## SHORT EXERCISE:
Please locate every line in the records below that contains the string "foot", and copy each of those lines. Case counts.

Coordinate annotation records
_ _ _
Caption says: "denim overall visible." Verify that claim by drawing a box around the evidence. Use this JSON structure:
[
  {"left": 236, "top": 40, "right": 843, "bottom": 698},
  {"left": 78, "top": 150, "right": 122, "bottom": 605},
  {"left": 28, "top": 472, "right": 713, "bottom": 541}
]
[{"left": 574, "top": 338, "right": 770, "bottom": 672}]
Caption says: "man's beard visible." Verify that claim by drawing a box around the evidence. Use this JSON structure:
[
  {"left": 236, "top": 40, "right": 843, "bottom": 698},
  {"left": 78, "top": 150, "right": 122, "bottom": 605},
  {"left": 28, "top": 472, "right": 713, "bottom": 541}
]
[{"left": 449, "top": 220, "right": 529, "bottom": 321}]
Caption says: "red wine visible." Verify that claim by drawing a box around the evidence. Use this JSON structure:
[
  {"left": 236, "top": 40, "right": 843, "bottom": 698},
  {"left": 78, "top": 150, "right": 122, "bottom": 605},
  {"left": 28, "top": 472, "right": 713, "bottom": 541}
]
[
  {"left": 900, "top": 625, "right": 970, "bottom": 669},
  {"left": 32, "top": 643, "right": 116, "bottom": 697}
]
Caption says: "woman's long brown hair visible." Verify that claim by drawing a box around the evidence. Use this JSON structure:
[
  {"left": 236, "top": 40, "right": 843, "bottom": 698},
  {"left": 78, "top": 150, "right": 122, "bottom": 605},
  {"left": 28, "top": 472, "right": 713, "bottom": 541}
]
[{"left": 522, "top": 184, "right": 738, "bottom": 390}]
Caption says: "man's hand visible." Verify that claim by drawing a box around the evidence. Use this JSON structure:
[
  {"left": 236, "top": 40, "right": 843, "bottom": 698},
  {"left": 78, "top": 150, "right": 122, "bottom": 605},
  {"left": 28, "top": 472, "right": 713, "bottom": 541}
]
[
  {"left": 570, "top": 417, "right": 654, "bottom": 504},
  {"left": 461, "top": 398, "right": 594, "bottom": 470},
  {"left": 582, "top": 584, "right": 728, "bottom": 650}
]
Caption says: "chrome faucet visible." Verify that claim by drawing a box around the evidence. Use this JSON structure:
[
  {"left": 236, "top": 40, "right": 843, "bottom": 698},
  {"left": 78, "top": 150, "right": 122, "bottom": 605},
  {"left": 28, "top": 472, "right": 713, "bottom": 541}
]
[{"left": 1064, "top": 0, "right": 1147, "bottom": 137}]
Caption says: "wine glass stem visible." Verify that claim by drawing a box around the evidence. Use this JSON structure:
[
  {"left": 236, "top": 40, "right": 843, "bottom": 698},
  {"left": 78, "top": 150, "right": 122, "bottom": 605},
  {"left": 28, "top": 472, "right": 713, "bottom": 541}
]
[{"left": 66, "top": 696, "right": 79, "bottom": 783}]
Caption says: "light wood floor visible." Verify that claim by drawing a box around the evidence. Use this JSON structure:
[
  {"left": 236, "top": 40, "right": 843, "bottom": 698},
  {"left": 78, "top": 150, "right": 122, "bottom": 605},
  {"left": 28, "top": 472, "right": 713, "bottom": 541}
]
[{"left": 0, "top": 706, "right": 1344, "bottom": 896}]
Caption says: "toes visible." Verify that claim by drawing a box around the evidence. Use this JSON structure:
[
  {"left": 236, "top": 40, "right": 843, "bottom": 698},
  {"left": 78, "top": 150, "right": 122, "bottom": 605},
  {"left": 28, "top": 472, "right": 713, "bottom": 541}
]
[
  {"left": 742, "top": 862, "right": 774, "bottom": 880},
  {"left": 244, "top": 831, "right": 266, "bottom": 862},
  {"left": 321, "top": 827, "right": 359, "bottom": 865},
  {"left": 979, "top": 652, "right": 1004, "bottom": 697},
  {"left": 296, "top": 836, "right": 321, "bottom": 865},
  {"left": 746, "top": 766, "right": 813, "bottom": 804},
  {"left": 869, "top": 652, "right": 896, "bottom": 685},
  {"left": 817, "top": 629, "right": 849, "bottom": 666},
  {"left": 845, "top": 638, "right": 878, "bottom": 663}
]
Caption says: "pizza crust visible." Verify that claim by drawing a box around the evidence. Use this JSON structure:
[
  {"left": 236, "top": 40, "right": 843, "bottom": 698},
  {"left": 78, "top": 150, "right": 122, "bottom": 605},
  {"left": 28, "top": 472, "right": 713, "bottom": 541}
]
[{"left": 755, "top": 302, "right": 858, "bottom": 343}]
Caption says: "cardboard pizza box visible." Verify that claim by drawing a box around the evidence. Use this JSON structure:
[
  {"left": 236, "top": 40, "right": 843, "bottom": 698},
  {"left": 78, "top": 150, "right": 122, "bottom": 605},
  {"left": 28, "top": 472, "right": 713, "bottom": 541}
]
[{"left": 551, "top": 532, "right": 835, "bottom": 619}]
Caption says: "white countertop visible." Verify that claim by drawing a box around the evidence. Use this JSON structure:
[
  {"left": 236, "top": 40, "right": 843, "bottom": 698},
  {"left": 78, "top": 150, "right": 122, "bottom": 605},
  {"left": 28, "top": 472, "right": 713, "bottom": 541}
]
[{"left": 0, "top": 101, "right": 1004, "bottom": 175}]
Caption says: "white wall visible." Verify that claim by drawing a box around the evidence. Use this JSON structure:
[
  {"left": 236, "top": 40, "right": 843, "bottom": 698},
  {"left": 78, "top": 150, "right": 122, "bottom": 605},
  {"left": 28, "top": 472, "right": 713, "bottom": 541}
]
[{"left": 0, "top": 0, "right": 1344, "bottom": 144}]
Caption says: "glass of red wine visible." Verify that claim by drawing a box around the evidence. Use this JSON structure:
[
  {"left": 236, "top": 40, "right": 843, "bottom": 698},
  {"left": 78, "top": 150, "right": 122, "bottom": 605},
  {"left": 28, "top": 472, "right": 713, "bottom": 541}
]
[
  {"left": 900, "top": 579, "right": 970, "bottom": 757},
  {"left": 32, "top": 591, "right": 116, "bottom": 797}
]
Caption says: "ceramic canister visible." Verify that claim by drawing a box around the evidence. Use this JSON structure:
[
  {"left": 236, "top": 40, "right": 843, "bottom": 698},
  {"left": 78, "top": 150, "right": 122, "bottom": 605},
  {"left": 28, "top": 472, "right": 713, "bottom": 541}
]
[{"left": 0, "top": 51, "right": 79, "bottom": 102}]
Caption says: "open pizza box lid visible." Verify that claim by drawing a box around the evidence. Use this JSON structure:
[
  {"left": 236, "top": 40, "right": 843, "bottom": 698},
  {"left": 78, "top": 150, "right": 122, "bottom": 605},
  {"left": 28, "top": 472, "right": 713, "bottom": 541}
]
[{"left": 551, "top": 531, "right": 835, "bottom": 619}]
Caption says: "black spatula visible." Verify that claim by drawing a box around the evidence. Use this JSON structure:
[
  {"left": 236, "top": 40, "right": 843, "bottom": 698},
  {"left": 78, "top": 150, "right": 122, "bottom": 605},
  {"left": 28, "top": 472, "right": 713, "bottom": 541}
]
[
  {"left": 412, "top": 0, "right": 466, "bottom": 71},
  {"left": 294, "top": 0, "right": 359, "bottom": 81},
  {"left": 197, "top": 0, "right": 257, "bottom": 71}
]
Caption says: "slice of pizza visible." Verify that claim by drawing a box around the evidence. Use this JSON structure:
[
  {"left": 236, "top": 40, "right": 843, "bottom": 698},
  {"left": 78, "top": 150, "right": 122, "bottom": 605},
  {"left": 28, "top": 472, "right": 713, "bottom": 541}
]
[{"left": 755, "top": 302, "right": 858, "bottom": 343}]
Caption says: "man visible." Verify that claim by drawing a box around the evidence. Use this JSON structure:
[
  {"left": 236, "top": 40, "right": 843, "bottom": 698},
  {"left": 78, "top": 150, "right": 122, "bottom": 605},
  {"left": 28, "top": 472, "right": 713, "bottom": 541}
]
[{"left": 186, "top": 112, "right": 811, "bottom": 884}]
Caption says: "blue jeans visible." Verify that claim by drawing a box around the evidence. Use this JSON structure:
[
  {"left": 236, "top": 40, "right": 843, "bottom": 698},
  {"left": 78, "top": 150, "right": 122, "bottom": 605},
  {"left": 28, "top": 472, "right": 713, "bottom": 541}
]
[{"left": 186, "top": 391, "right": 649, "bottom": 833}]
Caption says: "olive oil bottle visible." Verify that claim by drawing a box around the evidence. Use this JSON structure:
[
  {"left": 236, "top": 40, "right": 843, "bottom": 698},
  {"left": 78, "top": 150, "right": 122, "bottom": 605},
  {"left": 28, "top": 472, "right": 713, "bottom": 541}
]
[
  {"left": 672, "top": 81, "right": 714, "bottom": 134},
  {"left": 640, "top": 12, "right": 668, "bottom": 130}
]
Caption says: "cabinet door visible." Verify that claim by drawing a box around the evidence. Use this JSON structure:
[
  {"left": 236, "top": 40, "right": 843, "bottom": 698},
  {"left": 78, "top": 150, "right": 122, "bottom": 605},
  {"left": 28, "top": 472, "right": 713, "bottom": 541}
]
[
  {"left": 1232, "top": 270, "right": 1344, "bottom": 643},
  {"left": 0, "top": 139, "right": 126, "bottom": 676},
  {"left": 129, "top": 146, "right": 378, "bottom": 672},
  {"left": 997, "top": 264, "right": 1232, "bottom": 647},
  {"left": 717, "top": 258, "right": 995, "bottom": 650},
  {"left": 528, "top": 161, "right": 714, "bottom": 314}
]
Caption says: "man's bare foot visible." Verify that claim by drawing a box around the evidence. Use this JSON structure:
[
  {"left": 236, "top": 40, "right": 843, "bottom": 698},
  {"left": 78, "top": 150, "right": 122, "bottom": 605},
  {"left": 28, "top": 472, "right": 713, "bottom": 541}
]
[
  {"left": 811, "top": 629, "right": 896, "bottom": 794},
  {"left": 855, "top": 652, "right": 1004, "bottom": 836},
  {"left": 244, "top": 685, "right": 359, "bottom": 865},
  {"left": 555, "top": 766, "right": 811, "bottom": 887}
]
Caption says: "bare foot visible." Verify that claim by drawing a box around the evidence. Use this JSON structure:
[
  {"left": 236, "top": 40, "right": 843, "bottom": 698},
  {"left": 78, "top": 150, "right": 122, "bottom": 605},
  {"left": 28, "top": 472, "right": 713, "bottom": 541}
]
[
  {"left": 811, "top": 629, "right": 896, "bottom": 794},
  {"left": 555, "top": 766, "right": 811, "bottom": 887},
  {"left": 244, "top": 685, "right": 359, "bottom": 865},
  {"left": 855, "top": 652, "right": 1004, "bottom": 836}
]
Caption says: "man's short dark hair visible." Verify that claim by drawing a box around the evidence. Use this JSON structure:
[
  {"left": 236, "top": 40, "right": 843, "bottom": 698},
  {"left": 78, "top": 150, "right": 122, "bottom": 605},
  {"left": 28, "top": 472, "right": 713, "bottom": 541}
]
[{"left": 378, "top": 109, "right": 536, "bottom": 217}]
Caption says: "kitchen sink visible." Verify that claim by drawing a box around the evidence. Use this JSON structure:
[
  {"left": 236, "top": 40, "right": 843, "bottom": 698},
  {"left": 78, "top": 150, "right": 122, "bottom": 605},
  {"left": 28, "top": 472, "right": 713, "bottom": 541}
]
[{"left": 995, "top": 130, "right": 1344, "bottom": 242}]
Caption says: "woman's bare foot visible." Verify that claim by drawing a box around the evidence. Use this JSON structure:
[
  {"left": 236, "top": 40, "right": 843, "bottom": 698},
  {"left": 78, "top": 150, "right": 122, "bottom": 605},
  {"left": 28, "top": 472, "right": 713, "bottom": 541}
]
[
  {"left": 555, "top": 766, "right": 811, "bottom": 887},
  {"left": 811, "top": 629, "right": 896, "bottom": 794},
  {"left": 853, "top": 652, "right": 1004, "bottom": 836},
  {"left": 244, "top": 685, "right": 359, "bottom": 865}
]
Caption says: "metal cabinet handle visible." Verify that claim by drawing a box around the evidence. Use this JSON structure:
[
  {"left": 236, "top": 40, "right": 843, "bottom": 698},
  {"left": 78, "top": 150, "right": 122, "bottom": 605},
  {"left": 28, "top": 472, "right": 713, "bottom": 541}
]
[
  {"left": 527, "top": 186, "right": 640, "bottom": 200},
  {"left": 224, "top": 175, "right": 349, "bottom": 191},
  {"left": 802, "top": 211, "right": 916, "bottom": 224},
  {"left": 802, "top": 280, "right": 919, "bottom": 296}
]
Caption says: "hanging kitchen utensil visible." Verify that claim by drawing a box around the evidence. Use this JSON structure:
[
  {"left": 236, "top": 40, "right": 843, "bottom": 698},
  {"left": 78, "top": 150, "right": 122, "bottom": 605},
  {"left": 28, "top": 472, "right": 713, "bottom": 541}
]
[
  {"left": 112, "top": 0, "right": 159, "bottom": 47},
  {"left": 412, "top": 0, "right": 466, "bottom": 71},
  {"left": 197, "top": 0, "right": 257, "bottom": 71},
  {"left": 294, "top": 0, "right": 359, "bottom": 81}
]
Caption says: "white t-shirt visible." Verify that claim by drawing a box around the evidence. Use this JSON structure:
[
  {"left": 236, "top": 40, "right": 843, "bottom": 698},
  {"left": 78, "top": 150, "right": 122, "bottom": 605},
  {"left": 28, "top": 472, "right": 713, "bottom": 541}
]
_ _ _
## COMPLETED EXERCISE:
Caption says: "man's bare foot visible." Verify that claim by drawing a box around the evidence. Use this JSON structure:
Caption says: "bare foot visible." Verify that claim by drawing a box around the evidence. Use this JSON structure:
Caption says: "woman's bare foot visible." Verify that claim by drawing a box around the evidence. Use this JSON structure:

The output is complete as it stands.